** Work instructions **
Each line of the listing below must be retyped exactly, with images left out.

** Data for analysis **
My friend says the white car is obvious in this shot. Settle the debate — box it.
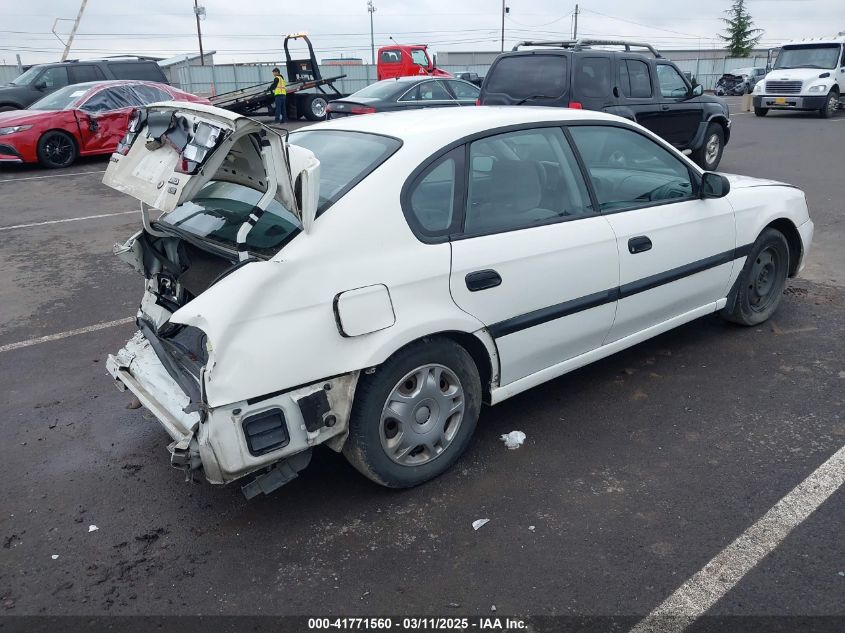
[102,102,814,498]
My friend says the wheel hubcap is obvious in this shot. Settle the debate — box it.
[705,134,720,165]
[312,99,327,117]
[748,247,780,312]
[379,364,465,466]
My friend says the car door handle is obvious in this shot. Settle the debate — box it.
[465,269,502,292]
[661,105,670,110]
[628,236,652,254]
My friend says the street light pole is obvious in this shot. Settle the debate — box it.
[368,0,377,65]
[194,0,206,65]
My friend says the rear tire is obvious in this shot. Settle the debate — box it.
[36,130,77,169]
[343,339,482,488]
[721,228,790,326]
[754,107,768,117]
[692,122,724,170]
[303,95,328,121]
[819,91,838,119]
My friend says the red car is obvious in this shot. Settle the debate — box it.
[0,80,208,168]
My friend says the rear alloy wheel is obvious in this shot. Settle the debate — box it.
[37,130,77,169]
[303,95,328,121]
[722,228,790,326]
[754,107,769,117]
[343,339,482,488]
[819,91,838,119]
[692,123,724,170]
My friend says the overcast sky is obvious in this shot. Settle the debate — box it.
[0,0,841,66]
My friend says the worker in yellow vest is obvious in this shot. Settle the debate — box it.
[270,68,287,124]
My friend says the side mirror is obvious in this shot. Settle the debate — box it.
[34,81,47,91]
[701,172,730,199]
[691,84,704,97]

** Expected output **
My friend says the white car is obvious in this shot. Settle the debate — box it.
[102,102,814,498]
My friend says the wheel hubcap is obvious in this shot. Settle the debate — box it.
[705,134,720,165]
[312,99,327,117]
[748,247,780,312]
[379,364,465,466]
My friend says the car door handle is obvious in this shot. Settle the debate — box it.
[465,269,502,292]
[661,105,670,110]
[628,236,652,254]
My friend says the street light pole is obvious in this shot. Settle the debate — box it.
[368,0,377,65]
[194,0,206,65]
My friend says the rear tire is obvious in this shot. Settle the debate — box it.
[36,130,77,169]
[343,339,482,488]
[721,228,790,326]
[754,107,768,117]
[692,122,724,170]
[303,95,328,121]
[819,91,838,119]
My friend says the red car is obvious in this shot. Settle the debate — box it.
[0,80,208,168]
My friend says the rear alloy wheel is obvious in this shot. Settle the debate — box it.
[37,130,77,169]
[303,95,328,121]
[722,228,790,326]
[754,107,769,117]
[343,339,482,488]
[819,91,838,119]
[692,123,724,170]
My friend says the overcast sky is obvious in this shot. Settle the debate — box it.
[0,0,841,66]
My friend says the worker in yellow vest is obvious in this shot. Settle the debate — box it.
[270,68,287,124]
My friend says the side mirror is obvious in this shot. Settle the debate — box it.
[34,81,47,91]
[701,172,730,199]
[691,84,704,97]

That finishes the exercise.